DEMANDE 1
D'après le texte de la page, quelle galerie a apporté l'oiseau de Jeff Koons qui accueille les visiteurs à l'entrée de la foire ?

TEXTE DE LA PAGE
* * *

Signe d’un certain retour à la normale du calendrier international du marché de l’art, après deux années compliquées, artgenève revient fin janvier au bord du lac Léman. Cette année, un oiseau de Jeff Koons, apporté par la galerie Pace, accueille les visiteurs à l’entrée de la foire helvète d’art moderne et contemporain. Les ventes s’envoleront-elles malgré un contexte mondial incertain ? « Des signes de changement ont été observés à Art Basel Miami Beach en décembre 2022, confie Thomas Hug, fondateur et directeur d’artgenève. Ici, la crise devrait avoir peu d’impact, car la psychologie des acheteurs est différente des grandes foires. Les achats sont rarement compulsifs, mais travaillés en amont et en aval auprès de personnes qui ont compris l’intérêt de l’art comme investissement et placement. Nous offrons aussi une palette de prix diversifiée s’adaptant à différents niveaux de portefeuilles, le tout dans un Salon qui reste à taille humaine. »
Près de 90 galeries seront présentes pour cette 11e édition. « Nous avons près de 80 galeries qui font leur retour », souligne Thomas Hug. Certes, au fil des années, la Foire a agrégé nombre d’enseignes internationales de premier plan qui apportent sans doute en priorité des valeurs sûres et des signatures établies propres à rassurer par les temps qui courent. Parmi elles, l’on retrouve des habitués, tels que les Parisiens Almine Rech, kamel mennour, Perrotin, Applicat-Prazan, 1900-2000, Templon, Nathalie Obadia, Thaddaeus Ropac ou Le Minotaure, avec une exposition historique centrée sur les cercles de la baronne d’Œttingen… Sans compter les Suisses Urs Meile, Mai 36 et von Bartha, ainsi que Capitain Petzel (Berlin), Franco Noero (Turin), Juana de Aizpuru (Madrid) ou encore les Italiens Galleria Continua et Tornabuoni Art. Certains, ayant passé leur tour en 2022 dans un contexte fragile, reviennent cette année, tels Gagosian, Eva Presenhuber, Waddington-Custot, Mitterrand… tandis que Pietro Spartà participe pour la première fois. Mais le tour de force de Thomas Hug est surtout d’aller au-delà des idées reçues, de bousculer un Salon qui pourrait être un peu trop policé.

* * *

DONNÉES FOURNIES

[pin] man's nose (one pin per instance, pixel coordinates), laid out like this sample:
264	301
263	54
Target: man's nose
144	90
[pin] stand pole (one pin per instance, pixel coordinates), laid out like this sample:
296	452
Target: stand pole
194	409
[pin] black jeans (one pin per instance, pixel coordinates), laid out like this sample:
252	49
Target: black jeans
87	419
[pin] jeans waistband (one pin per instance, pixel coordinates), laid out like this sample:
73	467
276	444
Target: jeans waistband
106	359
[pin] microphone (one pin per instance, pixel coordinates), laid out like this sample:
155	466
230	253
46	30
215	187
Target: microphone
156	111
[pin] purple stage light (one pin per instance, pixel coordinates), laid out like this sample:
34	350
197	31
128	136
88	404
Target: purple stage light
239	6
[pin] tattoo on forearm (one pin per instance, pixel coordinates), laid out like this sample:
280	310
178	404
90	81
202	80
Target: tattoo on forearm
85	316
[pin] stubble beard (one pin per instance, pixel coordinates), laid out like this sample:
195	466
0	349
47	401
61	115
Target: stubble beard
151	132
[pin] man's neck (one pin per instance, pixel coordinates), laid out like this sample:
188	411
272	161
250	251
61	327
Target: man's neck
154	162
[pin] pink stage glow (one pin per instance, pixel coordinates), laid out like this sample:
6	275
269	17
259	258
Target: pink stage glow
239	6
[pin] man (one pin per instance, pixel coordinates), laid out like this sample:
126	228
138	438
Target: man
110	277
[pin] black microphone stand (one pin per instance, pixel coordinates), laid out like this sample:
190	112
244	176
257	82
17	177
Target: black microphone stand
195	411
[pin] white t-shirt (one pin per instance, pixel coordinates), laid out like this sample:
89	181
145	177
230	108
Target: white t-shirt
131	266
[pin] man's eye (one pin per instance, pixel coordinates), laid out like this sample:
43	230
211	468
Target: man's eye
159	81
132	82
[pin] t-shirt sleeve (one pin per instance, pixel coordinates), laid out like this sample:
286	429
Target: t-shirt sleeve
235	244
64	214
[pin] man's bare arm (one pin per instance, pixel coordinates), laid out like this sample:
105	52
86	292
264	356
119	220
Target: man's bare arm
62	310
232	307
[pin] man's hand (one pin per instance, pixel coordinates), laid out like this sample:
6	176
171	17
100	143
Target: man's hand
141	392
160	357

* * *

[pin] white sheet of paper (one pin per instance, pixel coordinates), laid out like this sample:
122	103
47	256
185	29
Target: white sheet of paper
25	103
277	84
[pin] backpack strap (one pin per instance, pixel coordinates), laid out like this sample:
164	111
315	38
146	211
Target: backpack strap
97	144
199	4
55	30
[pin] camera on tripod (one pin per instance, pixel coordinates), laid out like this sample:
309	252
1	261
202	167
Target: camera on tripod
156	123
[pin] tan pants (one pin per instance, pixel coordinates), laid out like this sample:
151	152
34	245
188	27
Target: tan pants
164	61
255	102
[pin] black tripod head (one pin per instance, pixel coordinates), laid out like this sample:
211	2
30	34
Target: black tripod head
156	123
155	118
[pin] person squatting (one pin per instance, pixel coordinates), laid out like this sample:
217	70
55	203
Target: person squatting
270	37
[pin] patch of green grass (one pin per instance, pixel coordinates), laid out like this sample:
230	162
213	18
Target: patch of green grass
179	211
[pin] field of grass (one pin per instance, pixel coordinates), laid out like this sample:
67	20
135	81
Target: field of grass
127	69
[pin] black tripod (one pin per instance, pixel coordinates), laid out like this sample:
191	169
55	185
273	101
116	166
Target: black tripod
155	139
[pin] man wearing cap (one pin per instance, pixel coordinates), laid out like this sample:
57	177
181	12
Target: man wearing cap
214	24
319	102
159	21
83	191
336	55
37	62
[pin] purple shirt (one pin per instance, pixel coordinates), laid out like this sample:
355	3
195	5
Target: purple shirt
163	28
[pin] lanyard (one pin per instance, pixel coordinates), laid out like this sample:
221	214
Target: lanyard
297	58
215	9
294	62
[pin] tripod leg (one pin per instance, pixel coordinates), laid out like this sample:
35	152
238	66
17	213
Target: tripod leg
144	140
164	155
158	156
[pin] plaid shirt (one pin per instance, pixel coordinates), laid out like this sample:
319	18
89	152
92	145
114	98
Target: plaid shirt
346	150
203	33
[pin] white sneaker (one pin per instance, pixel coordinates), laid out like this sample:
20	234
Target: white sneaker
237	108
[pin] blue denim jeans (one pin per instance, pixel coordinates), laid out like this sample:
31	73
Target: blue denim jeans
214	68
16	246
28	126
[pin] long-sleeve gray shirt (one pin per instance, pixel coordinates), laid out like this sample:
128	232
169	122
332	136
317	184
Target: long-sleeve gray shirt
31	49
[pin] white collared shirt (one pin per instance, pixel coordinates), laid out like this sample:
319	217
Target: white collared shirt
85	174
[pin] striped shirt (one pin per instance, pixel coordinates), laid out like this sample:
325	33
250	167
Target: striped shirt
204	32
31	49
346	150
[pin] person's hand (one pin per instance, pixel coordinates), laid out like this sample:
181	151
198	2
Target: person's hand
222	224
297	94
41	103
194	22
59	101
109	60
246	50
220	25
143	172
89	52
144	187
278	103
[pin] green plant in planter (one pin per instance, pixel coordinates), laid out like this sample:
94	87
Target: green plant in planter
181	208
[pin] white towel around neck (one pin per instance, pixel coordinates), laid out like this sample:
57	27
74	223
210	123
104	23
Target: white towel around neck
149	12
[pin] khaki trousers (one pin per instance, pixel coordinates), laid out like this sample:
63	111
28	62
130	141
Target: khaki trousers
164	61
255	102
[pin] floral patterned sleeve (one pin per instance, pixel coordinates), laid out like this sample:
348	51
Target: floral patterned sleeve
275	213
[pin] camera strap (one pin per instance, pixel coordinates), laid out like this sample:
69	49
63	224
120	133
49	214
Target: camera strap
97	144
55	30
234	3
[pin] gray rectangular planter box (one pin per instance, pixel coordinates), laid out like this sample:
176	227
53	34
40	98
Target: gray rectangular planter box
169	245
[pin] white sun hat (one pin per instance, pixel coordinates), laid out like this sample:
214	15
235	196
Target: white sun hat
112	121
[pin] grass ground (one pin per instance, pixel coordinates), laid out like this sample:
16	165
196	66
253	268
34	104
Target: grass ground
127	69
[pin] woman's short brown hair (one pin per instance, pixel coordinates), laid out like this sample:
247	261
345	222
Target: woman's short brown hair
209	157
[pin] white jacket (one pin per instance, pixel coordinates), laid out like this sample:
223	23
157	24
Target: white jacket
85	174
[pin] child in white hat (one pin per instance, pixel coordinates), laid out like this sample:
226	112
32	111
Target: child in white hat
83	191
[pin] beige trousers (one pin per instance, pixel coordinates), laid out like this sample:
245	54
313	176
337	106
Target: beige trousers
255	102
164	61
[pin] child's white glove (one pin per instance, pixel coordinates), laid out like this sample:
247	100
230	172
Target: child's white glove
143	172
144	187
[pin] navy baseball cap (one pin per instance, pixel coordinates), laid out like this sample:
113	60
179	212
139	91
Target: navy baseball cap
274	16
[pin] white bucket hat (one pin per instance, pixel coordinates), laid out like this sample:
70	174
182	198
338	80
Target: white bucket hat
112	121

* * *

DEMANDE 2
Repérez dans les enregistrements toutes les lignes qui contiennent le mot « black », puis recopiez chacune d'elles intégralement.

RÉPONSE 1
La galerie Pace.

RÉPONSE 2
[pin] black jeans (one pin per instance, pixel coordinates), laid out like this sample:
Target: black jeans
[pin] black microphone stand (one pin per instance, pixel coordinates), laid out like this sample:
Target: black microphone stand
[pin] black tripod head (one pin per instance, pixel coordinates), laid out like this sample:
Target: black tripod head
[pin] black tripod (one pin per instance, pixel coordinates), laid out like this sample:
Target: black tripod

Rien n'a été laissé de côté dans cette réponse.